### Task prompt
Restate each of the lines given below, word for word.

* Begin The input *

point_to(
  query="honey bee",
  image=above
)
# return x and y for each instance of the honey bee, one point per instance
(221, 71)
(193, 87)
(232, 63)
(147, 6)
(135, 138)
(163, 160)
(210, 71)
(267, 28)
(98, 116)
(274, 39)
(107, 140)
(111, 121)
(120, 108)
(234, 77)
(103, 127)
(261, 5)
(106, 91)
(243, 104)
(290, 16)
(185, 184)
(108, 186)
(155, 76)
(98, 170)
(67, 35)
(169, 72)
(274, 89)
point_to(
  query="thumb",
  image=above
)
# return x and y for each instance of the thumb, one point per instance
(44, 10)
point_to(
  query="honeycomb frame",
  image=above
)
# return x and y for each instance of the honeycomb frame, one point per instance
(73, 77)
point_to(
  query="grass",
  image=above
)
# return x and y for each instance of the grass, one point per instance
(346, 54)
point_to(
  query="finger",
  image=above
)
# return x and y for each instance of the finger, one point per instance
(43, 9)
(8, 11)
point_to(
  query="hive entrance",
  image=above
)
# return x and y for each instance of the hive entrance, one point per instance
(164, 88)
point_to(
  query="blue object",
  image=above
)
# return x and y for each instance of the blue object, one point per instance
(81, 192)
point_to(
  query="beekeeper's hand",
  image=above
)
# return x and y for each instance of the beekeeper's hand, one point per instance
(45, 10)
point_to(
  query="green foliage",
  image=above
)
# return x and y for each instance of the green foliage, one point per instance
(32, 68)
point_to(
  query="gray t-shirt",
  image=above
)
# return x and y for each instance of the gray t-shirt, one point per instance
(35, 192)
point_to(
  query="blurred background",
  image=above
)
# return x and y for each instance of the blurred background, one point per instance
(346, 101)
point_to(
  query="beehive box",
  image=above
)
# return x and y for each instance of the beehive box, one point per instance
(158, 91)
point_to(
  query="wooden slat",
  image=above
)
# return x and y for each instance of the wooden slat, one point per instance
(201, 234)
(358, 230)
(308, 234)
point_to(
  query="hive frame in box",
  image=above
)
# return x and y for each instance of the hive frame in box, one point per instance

* End The input *

### Task answer
point_to(
  query="honey bee",
  image=above
)
# return x and y for each instance of the honey bee, one point per instance
(221, 71)
(193, 87)
(232, 63)
(147, 6)
(135, 138)
(163, 160)
(210, 71)
(267, 28)
(98, 116)
(274, 39)
(107, 140)
(111, 121)
(120, 108)
(234, 77)
(103, 127)
(261, 5)
(106, 91)
(243, 104)
(290, 16)
(185, 184)
(108, 186)
(155, 76)
(98, 170)
(67, 35)
(169, 72)
(274, 89)
point_to(
  query="thumb",
  image=above
)
# return x and y for each instance of the thumb, one point per instance
(44, 10)
point_to(
  query="honeycomb frame",
  image=above
)
# return x and y for each instance of the honeycomb frame, one point per instance
(73, 77)
point_to(
  query="grass",
  image=above
)
# return x and y for each instance of the grass, one point per instance
(346, 54)
point_to(
  query="finger",
  image=above
)
# return x and y for each instance of the finger, one point per instance
(43, 9)
(8, 11)
point_to(
  query="hive entrance",
  image=above
)
# return x and y for each instance of the hive entrance, one point per instance
(164, 88)
point_to(
  query="blue object",
  image=above
)
# return x and y for each instance of the blue object, one point per instance
(81, 192)
point_to(
  query="beekeeper's hand",
  image=above
)
# return x and y for each instance of the beekeeper's hand, one point per instance
(45, 10)
point_to(
  query="green foliage",
  image=above
)
# return x and y for each instance of the green foliage, one point per instance
(32, 68)
point_to(
  query="gray t-shirt",
  image=above
)
# return x and y for each instance of the gray t-shirt, one point per instance
(35, 192)
point_to(
  query="blurred background",
  image=above
)
# return x and y for each instance of the blurred background, one point per instance
(346, 101)
point_to(
  query="beehive box",
  image=above
)
# return x and y for each instance of the beehive box, one point per instance
(158, 91)
point_to(
  query="wooden slat",
  image=above
)
# return x and y for each instance of the wooden slat, one point per instance
(201, 234)
(358, 230)
(308, 234)
point_to(
  query="hive frame in box",
  image=above
)
# return x and y for each instance of the hive frame in box, one point per instance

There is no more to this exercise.